• [Work to be completed]
Copy the data below exactly.

--- Exercise material Enclosed Below ---

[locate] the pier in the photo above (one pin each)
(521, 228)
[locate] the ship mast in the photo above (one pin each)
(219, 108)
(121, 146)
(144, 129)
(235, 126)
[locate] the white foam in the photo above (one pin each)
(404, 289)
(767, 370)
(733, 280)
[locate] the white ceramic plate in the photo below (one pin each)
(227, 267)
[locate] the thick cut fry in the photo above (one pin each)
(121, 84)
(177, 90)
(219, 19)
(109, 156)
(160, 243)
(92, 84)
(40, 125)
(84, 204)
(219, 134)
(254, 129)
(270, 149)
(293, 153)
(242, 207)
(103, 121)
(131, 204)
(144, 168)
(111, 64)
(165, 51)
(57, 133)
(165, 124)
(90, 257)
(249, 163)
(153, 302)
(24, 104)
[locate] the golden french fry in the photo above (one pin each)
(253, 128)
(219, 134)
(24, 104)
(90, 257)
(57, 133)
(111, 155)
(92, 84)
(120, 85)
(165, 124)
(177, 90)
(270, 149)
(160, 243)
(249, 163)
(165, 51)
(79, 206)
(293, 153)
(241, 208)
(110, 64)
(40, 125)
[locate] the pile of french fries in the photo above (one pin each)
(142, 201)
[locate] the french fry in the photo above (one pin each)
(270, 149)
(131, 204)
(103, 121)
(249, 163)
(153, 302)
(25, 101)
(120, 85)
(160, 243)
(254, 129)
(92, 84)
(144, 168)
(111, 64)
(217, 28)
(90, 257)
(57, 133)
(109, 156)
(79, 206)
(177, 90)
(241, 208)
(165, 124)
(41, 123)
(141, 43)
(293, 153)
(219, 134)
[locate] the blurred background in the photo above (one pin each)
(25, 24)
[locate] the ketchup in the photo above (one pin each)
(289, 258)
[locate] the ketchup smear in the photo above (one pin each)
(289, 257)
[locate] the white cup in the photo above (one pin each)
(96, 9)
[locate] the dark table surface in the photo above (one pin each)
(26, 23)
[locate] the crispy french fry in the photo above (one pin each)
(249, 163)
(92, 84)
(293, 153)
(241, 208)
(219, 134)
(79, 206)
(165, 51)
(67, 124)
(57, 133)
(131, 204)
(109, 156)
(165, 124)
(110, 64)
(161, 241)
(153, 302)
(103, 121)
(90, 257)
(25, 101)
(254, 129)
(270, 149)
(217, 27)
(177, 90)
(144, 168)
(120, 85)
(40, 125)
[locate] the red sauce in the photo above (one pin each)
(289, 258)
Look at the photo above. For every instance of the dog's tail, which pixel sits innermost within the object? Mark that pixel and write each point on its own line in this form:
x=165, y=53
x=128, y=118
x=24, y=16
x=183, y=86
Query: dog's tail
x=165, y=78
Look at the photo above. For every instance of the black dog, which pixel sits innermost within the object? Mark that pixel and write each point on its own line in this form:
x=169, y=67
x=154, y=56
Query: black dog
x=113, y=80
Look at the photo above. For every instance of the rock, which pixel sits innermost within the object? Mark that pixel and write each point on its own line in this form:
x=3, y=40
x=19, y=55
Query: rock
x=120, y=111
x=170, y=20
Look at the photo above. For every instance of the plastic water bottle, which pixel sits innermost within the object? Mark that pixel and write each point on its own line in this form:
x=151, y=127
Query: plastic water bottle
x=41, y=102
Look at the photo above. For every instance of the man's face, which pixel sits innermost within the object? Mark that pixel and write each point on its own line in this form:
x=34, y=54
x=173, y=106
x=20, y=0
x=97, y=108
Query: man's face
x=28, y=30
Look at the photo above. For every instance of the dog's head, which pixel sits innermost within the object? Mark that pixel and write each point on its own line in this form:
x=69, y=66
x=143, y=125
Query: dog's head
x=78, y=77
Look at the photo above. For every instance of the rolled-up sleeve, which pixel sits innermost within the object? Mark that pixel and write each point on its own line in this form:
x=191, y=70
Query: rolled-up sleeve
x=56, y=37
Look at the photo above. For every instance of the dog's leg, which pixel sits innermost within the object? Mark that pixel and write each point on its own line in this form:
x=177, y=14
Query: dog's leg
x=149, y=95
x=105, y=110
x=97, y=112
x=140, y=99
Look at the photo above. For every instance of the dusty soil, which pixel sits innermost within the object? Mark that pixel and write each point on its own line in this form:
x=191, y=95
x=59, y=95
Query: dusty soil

--- End of Enclosed Exercise material ---

• [Response to the exercise]
[locate] the pier in the photo above (one pin each)
(521, 228)
[locate] the ship mast in the photo above (one pin each)
(219, 108)
(121, 146)
(144, 129)
(235, 126)
[locate] the white foam in the photo above (one pin each)
(404, 289)
(767, 370)
(733, 280)
[locate] the white ceramic plate in the photo below (one pin each)
(227, 267)
[locate] the thick cut fry in the photo above (one pin each)
(121, 84)
(177, 90)
(219, 19)
(109, 156)
(160, 243)
(92, 84)
(40, 125)
(84, 204)
(219, 134)
(254, 129)
(270, 149)
(293, 153)
(242, 207)
(103, 121)
(131, 204)
(144, 168)
(111, 64)
(165, 51)
(57, 133)
(165, 124)
(90, 257)
(249, 163)
(153, 302)
(24, 104)
[locate] the golden french fry in the photo above (one pin each)
(253, 128)
(219, 134)
(24, 104)
(90, 257)
(57, 133)
(111, 155)
(92, 84)
(120, 85)
(165, 124)
(177, 90)
(270, 149)
(160, 243)
(249, 163)
(165, 51)
(79, 206)
(293, 153)
(241, 208)
(110, 64)
(40, 125)
[locate] the pile of french fries in the photo above (one pin each)
(142, 201)
[locate] the french fry in the photo above (one pin each)
(270, 149)
(131, 204)
(103, 121)
(249, 163)
(153, 302)
(25, 101)
(120, 85)
(160, 243)
(254, 129)
(92, 84)
(144, 168)
(111, 64)
(217, 28)
(90, 257)
(57, 133)
(109, 156)
(79, 206)
(177, 90)
(241, 208)
(165, 124)
(41, 123)
(141, 43)
(293, 153)
(219, 134)
[locate] the blurred background in the photo above (one pin each)
(25, 24)
[locate] the ketchup in the photo above (one pin each)
(289, 258)
[locate] the ketchup smear in the photo above (one pin each)
(289, 257)
[locate] the white cup in the photo above (one pin each)
(96, 9)
[locate] the dark table surface in the photo above (one pin each)
(26, 23)
[locate] the crispy french fry in the photo above (one pin each)
(249, 163)
(92, 84)
(293, 153)
(241, 208)
(219, 134)
(79, 206)
(165, 51)
(67, 124)
(57, 133)
(131, 204)
(109, 156)
(165, 124)
(110, 64)
(161, 241)
(153, 302)
(103, 121)
(90, 257)
(25, 101)
(254, 129)
(270, 149)
(217, 27)
(177, 90)
(144, 168)
(120, 85)
(40, 125)
[locate] the red sauce in the photo above (one pin each)
(289, 258)
Look at the photo above. For every instance of the dog's tail, which pixel sits innermost within the object? Mark that pixel and write each point on its own line in this form:
x=165, y=53
x=128, y=118
x=24, y=16
x=183, y=86
Query: dog's tail
x=165, y=78
Look at the photo above. For every instance of the black dog, which pixel sits innermost within the object? Mark that pixel and write each point on its own line in this form:
x=169, y=67
x=154, y=56
Query: black dog
x=113, y=80
Look at the photo above. For every instance of the rock, which pixel sits innermost within the object? Mark that pixel and write each point on its own line in this form:
x=3, y=40
x=19, y=55
Query: rock
x=120, y=111
x=170, y=20
Look at the photo above. For every instance of the plastic water bottle, which pixel sits innermost within the object? Mark that pixel and write each point on its own line in this form:
x=151, y=127
Query: plastic water bottle
x=41, y=102
Look at the photo above. For every instance of the man's face, which pixel sits innermost within the object? Mark that pixel and write each point on its own line in this form:
x=34, y=54
x=173, y=106
x=20, y=0
x=97, y=108
Query: man's face
x=28, y=30
Look at the photo above. For every instance of the dog's head, which pixel sits innermost within the object? Mark that pixel and write each point on its own line in this form:
x=69, y=66
x=143, y=125
Query: dog's head
x=78, y=77
Look at the photo above. For every instance of the rolled-up sleeve, which pixel sits innermost within the object? Mark that pixel and write each point on its own line in this form:
x=191, y=70
Query: rolled-up sleeve
x=56, y=37
Look at the photo above. For every instance of the dog's leg, which pixel sits innermost within the object? Mark that pixel and write each point on its own line in this form:
x=177, y=14
Query: dog's leg
x=149, y=95
x=105, y=110
x=97, y=112
x=140, y=99
Look at the photo above. For every instance of the dusty soil, which pixel sits innermost within the object? Mark that pixel and write each point on its own line in this form:
x=191, y=95
x=59, y=95
Query: dusty soil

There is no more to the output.